Intervention de Jean-Louis Borloo

Réunion du 30 mars 2006 à 9h30
Engagement national pour le logement — Discussion d'un projet de loi en deuxième lecture

Jean-Louis Borloo, ministre de l'emploi, de la cohésion sociale et du logement :

Monsieur le président, mesdames, messieurs les sénateurs, monsieur le rapporteur, vous êtes aujourd'hui saisis en deuxième lecture du projet de loi portant engagement national pour le logement, texte que vous connaissez bien, pour avoir, voilà peu de temps, passé de nombreuses heures à l'examiner.

Si vous l'aviez déjà fortement enrichi, les députés en ont fait de même, en ajoutant une trentaine de nouveaux articles. Le texte qui revient en discussion aujourd'hui au Sénat comporte quatre-vingt-dix articles : sur cet ensemble, douze articles ont été votés conformes et n'ont plus à être examinés. L'essentiel du travail n'est donc pas terminé. Mais, finalement, nous ne pouvons que nous en réjouir. Si nous n'avons pas demandé l'urgence sur un sujet aussi important que le logement, c'est parce que nous pensons qu'une deuxième lecture donnera au Parlement, notamment au Sénat, un temps précieux d'approfondissement et de mise au point finale de ce texte.

Mesdames, messieurs les sénateurs, permettez-moi de revenir quelques instants sur les objectifs du Gouvernement, que j'ai déjà eu l'occasion de présenter.

Nous sommes dans une situation de crise du logement, en raison des retards de construction accumulés tout au long de la précédente décennie et observés pour toutes les formes d'habitat et pour tous les secteurs. La réponse essentielle à cette situation ne peut donc que résider dans un accroissement massif de l'offre nouvelle de logements.

Tel est bien le fond de l'ensemble de notre politique de l'habitat, en complémentarité avec le programme de rénovation urbaine, qui consiste à améliorer radicalement, tant sur le plan quantitatif que qualitatif, la situation du logement dans nos quartiers.

Ce développement de l'offre doit toucher l'ensemble des segments de la chaîne du logement, car les besoins sont importants sur chacun d'entre eux, qu'il s'agisse de l'hébergement d'urgence, du logement social, du locatif intermédiaire, de l'accession sociale et du secteur libre.

• [ENTRÉES FOURNIES]:
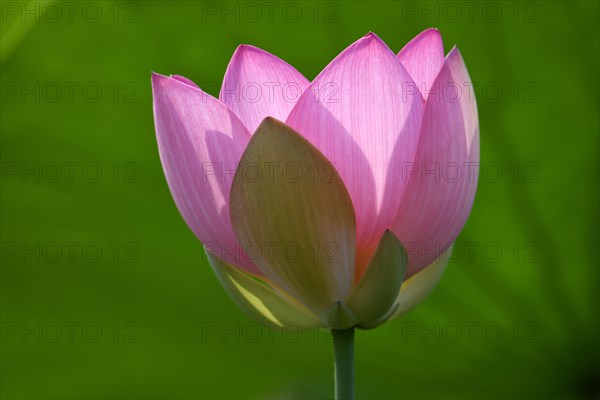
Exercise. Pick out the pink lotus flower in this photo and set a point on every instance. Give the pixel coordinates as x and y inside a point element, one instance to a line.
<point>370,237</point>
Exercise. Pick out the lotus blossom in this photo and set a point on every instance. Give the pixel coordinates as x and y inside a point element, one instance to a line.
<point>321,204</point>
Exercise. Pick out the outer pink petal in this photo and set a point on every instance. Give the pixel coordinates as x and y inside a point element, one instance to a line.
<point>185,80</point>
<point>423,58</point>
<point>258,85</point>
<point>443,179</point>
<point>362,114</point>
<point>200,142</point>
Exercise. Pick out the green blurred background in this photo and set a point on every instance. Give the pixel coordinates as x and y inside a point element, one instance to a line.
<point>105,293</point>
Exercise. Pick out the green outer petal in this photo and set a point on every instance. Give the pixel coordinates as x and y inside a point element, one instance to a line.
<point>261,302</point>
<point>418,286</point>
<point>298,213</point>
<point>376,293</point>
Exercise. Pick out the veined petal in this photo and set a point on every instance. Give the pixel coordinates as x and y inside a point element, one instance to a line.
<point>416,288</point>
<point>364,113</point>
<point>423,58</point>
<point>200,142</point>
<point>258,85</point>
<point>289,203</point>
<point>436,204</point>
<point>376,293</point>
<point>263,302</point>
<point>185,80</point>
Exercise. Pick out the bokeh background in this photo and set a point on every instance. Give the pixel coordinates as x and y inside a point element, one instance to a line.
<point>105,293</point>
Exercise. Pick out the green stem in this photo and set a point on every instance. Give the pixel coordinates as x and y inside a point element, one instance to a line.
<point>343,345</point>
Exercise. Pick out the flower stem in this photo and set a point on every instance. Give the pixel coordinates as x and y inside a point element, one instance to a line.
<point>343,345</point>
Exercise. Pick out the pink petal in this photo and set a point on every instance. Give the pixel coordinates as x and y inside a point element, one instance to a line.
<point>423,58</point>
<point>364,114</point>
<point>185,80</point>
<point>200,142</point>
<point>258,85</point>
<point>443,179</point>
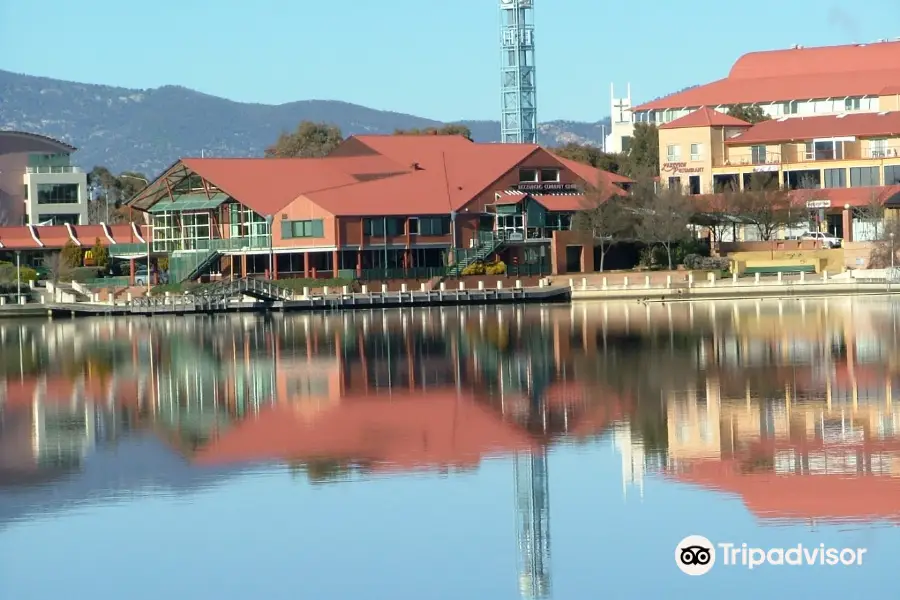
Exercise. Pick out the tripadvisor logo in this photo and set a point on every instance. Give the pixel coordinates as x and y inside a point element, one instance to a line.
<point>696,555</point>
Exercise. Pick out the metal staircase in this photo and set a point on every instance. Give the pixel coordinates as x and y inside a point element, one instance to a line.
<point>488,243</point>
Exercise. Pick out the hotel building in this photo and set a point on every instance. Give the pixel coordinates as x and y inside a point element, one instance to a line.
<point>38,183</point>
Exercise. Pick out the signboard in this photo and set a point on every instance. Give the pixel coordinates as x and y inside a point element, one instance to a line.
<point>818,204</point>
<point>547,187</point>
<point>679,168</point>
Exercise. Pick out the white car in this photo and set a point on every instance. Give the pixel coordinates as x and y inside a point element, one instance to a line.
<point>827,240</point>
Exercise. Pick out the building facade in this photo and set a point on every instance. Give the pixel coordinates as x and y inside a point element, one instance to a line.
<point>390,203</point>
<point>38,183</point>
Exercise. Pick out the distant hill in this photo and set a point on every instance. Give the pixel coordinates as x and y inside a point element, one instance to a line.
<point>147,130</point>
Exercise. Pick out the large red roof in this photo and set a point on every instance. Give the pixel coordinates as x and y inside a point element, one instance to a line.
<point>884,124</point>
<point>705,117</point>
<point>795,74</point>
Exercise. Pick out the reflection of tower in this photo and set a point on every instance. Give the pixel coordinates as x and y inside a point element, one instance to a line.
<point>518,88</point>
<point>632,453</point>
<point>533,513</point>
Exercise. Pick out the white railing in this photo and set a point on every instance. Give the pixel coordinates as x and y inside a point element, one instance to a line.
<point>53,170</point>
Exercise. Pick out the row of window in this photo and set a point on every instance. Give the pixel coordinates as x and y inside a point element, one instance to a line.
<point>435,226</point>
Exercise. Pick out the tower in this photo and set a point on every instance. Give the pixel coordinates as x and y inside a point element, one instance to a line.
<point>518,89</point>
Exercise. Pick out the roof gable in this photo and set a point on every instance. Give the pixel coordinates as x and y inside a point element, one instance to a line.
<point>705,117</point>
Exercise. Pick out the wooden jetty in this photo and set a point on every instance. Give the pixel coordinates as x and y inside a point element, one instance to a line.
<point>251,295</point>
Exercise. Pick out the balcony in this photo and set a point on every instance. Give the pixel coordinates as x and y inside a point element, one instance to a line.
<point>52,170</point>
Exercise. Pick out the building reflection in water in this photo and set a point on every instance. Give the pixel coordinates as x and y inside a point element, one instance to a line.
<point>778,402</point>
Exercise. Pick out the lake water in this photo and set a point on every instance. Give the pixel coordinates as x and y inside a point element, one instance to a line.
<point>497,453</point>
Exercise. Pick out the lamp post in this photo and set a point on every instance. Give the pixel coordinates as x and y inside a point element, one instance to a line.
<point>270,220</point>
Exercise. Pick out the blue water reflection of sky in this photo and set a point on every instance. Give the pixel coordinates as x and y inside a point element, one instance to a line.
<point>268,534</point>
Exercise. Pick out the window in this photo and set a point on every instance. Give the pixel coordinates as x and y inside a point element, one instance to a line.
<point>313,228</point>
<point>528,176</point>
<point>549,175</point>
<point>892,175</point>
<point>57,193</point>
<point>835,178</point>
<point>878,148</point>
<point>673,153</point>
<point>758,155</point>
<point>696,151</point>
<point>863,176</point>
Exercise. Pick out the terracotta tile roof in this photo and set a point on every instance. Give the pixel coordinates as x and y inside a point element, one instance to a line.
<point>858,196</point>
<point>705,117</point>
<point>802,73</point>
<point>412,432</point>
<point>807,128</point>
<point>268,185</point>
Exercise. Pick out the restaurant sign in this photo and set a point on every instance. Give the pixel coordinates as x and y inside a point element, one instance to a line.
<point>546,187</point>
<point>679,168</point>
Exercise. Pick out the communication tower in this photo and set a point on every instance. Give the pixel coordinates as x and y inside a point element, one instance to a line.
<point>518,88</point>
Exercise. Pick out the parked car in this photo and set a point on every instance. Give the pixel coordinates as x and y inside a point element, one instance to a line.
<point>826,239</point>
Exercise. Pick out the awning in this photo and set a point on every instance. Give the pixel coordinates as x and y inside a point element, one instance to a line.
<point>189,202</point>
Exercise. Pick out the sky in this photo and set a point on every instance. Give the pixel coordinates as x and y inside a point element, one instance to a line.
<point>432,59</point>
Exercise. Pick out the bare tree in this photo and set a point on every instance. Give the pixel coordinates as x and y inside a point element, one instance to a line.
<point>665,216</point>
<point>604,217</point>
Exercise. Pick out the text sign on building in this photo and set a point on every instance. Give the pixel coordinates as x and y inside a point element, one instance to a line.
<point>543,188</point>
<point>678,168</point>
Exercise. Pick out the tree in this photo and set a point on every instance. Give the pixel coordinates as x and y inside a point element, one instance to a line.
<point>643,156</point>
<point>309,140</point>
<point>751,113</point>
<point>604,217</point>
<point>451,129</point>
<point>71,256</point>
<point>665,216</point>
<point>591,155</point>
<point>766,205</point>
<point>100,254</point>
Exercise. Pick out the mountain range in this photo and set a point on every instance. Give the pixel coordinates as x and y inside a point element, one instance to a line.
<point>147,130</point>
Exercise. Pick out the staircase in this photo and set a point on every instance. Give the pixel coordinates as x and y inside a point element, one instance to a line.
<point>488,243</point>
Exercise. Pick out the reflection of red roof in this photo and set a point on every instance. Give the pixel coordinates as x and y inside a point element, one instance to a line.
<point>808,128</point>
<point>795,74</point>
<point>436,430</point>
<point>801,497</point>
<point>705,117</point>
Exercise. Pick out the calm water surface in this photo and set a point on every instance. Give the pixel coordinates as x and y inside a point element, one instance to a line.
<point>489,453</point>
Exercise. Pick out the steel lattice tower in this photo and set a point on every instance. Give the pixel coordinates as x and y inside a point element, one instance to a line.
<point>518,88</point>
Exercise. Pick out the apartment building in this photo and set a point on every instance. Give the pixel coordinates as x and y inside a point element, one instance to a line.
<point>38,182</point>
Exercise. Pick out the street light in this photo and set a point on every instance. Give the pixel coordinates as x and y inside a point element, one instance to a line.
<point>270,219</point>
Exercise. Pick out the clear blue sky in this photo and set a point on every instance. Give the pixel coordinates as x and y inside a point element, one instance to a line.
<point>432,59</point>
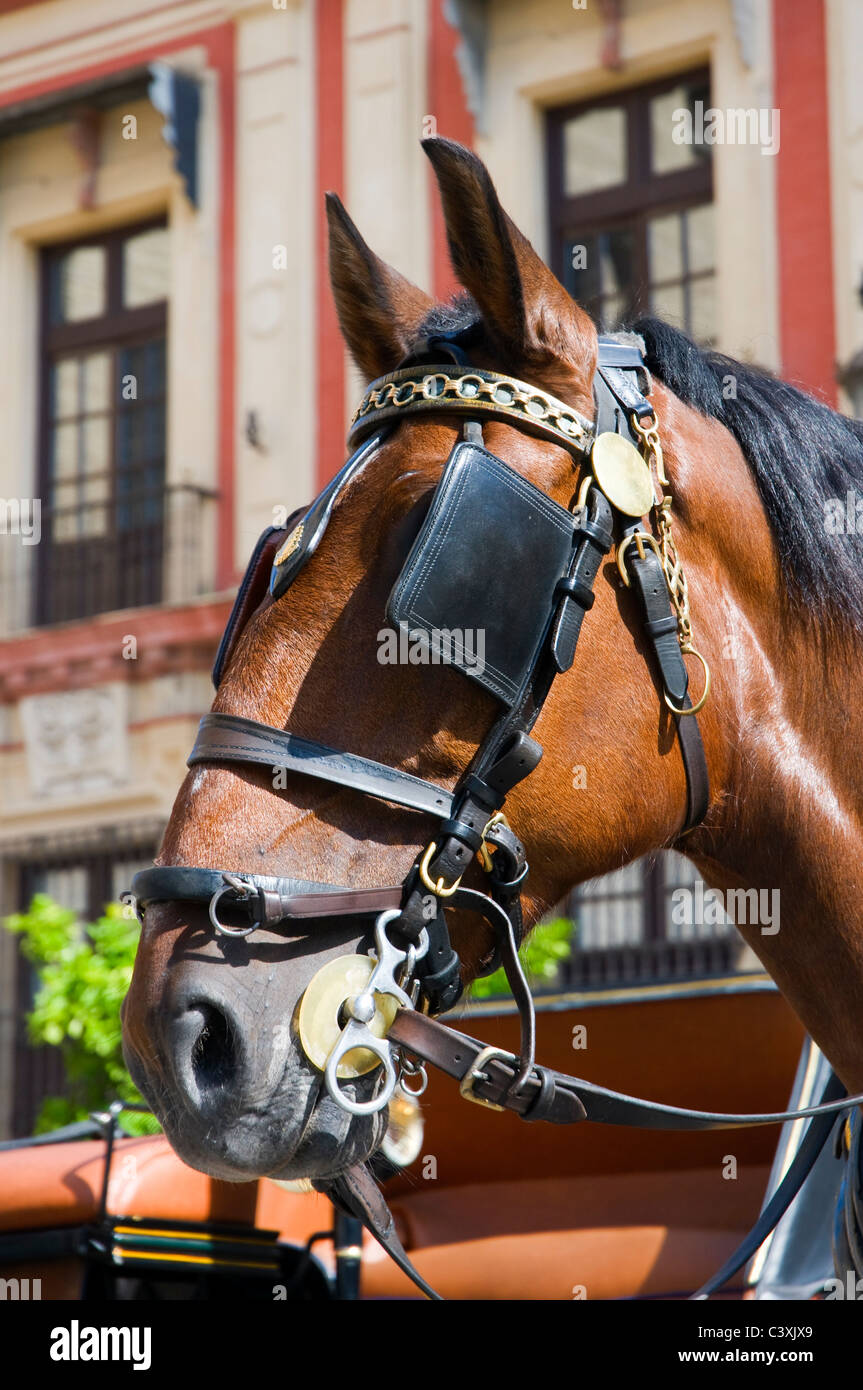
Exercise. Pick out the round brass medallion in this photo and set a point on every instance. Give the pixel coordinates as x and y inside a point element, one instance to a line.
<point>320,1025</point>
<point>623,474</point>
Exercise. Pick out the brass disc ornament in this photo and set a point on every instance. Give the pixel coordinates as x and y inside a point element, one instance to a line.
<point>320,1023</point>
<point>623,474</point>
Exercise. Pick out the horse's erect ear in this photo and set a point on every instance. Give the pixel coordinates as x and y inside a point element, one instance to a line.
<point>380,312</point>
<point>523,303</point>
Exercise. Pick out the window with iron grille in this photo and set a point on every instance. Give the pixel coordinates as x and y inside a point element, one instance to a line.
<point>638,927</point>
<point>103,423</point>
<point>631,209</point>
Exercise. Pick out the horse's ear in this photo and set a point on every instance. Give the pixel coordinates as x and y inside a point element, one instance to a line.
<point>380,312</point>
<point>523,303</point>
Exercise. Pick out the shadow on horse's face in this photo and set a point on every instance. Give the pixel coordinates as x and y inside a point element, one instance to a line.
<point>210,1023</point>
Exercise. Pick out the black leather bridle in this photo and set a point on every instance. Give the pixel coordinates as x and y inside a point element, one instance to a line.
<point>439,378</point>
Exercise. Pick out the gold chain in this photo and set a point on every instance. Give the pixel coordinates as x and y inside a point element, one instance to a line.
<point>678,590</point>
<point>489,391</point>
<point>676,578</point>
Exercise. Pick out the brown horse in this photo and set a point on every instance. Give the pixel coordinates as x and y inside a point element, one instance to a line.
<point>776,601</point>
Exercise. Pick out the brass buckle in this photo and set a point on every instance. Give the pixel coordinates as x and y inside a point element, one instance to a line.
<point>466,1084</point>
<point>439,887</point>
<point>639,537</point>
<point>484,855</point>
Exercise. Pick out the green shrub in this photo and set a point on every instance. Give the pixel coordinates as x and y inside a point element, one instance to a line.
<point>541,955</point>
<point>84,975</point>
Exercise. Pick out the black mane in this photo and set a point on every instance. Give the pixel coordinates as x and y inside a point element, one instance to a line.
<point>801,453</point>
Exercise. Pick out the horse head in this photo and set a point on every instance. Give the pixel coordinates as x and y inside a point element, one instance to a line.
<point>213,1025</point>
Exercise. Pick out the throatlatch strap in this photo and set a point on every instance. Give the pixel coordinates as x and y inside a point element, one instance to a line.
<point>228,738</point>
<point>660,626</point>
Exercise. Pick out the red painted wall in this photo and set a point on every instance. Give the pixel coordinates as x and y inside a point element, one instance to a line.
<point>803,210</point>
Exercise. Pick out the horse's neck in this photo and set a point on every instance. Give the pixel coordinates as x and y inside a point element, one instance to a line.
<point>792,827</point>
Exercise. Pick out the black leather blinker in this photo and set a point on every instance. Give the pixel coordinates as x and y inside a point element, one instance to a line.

• [OBJECTIF]: Recopiez le passage du discours sur le logement qui commence à « Ce développement de » et se termine à « du secteur libre. ».

• [RÉPONSE]:
Ce développement de l'offre doit toucher l'ensemble des segments de la chaîne du logement, car les besoins sont importants sur chacun d'entre eux, qu'il s'agisse de l'hébergement d'urgence, du logement social, du locatif intermédiaire, de l'accession sociale et du secteur libre.